[Segmentation data]
▬▬▬▬▬▬
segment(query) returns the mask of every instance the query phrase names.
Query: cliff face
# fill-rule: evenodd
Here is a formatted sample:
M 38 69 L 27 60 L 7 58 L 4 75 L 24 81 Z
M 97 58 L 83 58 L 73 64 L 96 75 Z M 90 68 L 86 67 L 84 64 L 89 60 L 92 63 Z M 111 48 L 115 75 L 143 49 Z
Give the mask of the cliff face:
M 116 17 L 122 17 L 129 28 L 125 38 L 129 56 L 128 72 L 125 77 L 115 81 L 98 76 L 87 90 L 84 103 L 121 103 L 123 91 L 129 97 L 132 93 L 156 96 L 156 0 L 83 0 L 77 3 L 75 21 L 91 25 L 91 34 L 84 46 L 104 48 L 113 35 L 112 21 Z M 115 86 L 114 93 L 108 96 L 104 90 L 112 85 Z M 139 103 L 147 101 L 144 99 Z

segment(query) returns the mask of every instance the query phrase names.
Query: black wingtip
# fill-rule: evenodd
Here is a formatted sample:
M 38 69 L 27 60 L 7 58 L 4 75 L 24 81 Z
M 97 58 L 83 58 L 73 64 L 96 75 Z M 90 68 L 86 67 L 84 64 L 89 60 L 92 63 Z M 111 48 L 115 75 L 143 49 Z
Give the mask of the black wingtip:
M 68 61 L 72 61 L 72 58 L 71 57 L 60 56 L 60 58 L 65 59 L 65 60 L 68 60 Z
▬▬▬▬▬▬
Copy every line of the entries above, requests included. In each answer, multiply every coordinate by 1.75 and round to a whole number, with halves rounding up.

EXERCISE RESULT
segment(query) returns the mask of every instance the query phrase names.
Query: cliff face
# fill-rule: evenodd
Here is a formatted sample:
M 38 69 L 27 60 L 7 58 L 4 75 L 24 81 Z
M 97 58 L 83 58 L 73 64 L 96 75 Z M 90 68 L 86 67 L 84 64 L 89 60 L 92 63 Z M 111 48 L 115 75 L 143 49 Z
Give the mask of the cliff face:
M 203 30 L 214 30 L 226 49 L 219 67 L 226 98 L 224 126 L 219 135 L 201 142 L 172 133 L 152 158 L 147 180 L 212 180 L 215 159 L 226 170 L 231 163 L 273 168 L 273 0 L 145 0 L 135 5 L 131 37 L 159 44 L 159 60 L 147 81 L 182 84 L 198 61 L 196 37 Z M 201 151 L 200 163 L 189 168 L 182 158 L 196 149 Z M 243 180 L 257 177 L 252 173 Z

segment(query) returns the mask of every instance the query phrase names.
Query: black wingtip
# fill-rule: evenodd
Here is a formatted sample:
M 38 69 L 27 60 L 7 58 L 4 75 L 24 81 Z
M 97 58 L 83 58 L 73 64 L 96 75 Z M 90 68 L 86 67 L 84 64 L 89 60 L 92 63 Z M 111 48 L 115 75 L 143 49 Z
Give the mask of the black wingtip:
M 119 107 L 126 107 L 126 102 L 124 100 L 105 98 L 105 102 L 114 103 L 114 105 L 119 105 Z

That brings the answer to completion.